***** 本文の抜粋 *****

ヌマ日記

想像力と実感/生活のほんの一部

病院をはしご[2021年6月5日(土)曇り]

病院へ向かう途中、電車の中で先生に聞きたいことを整理する。「あれこれ聞いたらめんどくさがられるだろうか」という考えが脳裏をよぎったあと、今かかっている先生は物腰が穏やかで、わからないことや不安なことにもかなり丁寧に答えてくれるから大丈夫、と思い直す。

 

気になっていたことは3つあったのだけど、そのうち2つは聞けた。が、「先日円座クッションを買ったのだけど、使っているとかえってつらい気がする(のだが、やめたほうがいいか)」という3つめの質問は遠慮してしまった。ネットで調べると逆効果だとするレビューもいくつかあって評価が割れているので、先生の判断を知りたかったというのはあるのだけど、自分がつらいと感じるならそりゃ使わないほうがいいだろう、と自己解決した。

*****

上の本文の抜粋にある、病院をはしごした日の日記を、最後の文のあとから書き継ぐこと。

***** 確認するデータ *****

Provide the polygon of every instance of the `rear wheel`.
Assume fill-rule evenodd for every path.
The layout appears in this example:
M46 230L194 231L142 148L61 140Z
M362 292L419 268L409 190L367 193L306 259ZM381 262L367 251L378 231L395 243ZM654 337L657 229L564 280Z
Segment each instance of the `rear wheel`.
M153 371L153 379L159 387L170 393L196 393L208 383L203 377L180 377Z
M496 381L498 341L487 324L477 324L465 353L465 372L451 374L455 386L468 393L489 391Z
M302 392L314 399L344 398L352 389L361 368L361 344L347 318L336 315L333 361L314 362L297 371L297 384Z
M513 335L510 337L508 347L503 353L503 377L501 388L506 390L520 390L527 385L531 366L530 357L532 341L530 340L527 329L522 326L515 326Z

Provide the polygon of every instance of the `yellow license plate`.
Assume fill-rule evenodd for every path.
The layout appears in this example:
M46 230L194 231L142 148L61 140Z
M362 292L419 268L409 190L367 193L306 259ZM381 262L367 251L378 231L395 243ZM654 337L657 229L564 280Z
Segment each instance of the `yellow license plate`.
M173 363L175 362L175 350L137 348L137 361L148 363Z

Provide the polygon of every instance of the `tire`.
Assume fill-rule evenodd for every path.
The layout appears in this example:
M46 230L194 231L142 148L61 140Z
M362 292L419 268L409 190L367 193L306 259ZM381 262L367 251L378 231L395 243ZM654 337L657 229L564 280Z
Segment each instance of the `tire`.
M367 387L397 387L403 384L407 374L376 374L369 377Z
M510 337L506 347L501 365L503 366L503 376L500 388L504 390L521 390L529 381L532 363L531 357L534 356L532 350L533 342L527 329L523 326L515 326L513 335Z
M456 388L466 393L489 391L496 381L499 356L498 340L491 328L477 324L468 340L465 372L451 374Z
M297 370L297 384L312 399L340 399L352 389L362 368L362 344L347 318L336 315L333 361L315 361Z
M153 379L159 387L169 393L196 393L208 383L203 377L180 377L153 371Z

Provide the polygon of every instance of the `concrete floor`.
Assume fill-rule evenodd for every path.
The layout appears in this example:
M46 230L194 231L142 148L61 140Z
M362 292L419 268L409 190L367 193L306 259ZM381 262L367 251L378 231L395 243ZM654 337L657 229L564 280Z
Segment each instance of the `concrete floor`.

*****

> _記述した解答_:
でもなんか、たしかに「別に聞かなくていいこと」ではあったのだけど、これは「別に聞いていいこと」でもあるはずで、それなのに聞かないほうを選んだのはなんでなんだろう。(またコミュニケーションのコストを節約したな)と、自分の悪癖が出てしまった気がして落ち込む。円座クッションについて聞けなかったことは別にいいけど、それが自分の癖(しかもあんまり良くないなと思っているところ)に紐付いているとわかると、芋づる式に色々思い出してしばらく引きずってしまう。

 

次に病院に来るのは2週間後。薬局で薬をもらい、駅のサンマルクカフェで仕事。最近、またカフェで仕事をするようになった。家で仕事をするのも特に苦ではないのだが、たまに場所を変えるとリフレッシュできていい。作業量は多くないけどなんとなく気が重くて先延ばしにしていた仕事なんかは、場所を変えて気分を切り替ると着手しやすいし、集中して一気に進められる。今日もそういう類の仕事をこなす。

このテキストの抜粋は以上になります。